*Check your understanding*
1. Which TDP-43 LCD mutants have an average net velocity reported in panel (B) of the figure caption on TDP-43 mutations?
2. In the figure caption on TDP-43 mutations, what do the error bars represent?
3. Carry the figure caption on TDP-43 mutations forward from its final sentence.

*Exercise passage*
■ ■ ■ ■ ■

TDP-43 mutations disrupting Y374 in the LCD may affect retrograde motility. (A) The run lengths (μm) of motile WT TDP-43 or TDP-43 LCD W/Y/R mutant RNP granules moving in retrograde direction are determined using custom semi-automated analysis in MATLAB and the resulting run lengths are plotted (N = 3, WT n = 38 and Y374F n = 89). (B) The retrograde net velocity (μm/s) for each of the motile WT TDP-43 or TDP-43 LCD W/Y/R mutant RNP granule was determined using MATLAB software and the average net velocity is plotted (N = 3, WT n = 120, W412F n = 86, W412L n = 82, Y374T n = 91, Y374F n = 114, R293K n = 82, and R293A n = 41). Error bars represent standard error mean. (C) Retrograde net distance cumulative frequency distribution of TDP-43 WT and LCD W/Y/R mutant RNP granules, N = 3 independent experiments. One way ANOVA (Kruskal–Wallis test with Dunn’s correction for multiple comparisons) was used to determine the statistically significant difference among different samples. #p < 0.1, *p < 0.05, **p < 0.01, ***p < 0.0005, and ****p < 0.0001.

■ ■ ■ ■ ■

(Items from a data source)
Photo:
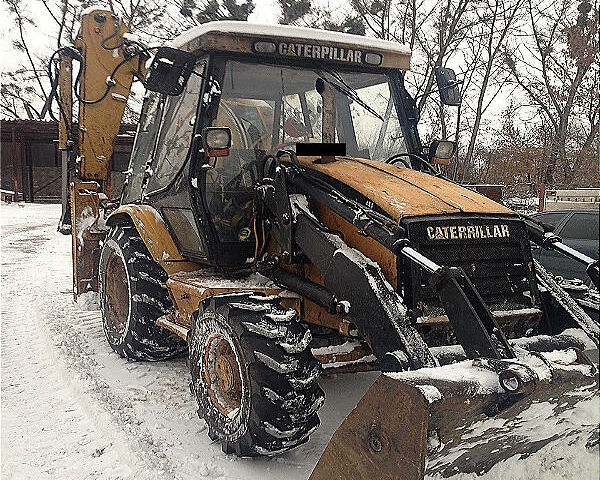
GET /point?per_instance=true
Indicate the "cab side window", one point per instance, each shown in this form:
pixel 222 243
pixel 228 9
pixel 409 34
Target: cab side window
pixel 175 134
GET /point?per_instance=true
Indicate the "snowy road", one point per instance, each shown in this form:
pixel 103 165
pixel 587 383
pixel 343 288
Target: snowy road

■ ■ ■ ■ ■

*Expected responses*
1. W412F, W412L, Y374T, Y374F, R293K, and R293A

2. Standard error mean.

3.
FIGURE 7

Neuronal RNP granules composed of TDP-43 RRM1/RRM2 mutants exhibit reduced motility. (A) Representative kymographs of GFP tagged TDP-43 WT, RGG mutant, or RRM1/2 mutant RNP granules are shown. In the kymographs, the retrograde direction (towards the Soma) is to the left and the anterograde direction is to the right. The scale bar (horizontal red line) corresponds to 3 μm (x axis) and time scale (vertical red line) corresponds to 50 s (y axis). (B) Fraction of TDP-43 WT or RRM1/2 mutant RNP granules that are stationary, oscillatory, or motile in the axon; motile puncta ≥10 μm net displacement in 5 min. TDP-43 RRM1 (F147-149L) and RRM2 (F229-231L) mutants exhibit significantly reduced motile (black asterisk) and oscillatory fraction (white asterisk), compared to WT. For each condition, n = 11–12 neurons were analyzed from 3 independent experiments (N = 3). Error bars represent standard error mean. One way ANOVA with Dunnett’s correction for multiple comparisons was used to determine statistically significant differences among samples; *p < 0.05, **p < 0.01, and ****p < 0.0001.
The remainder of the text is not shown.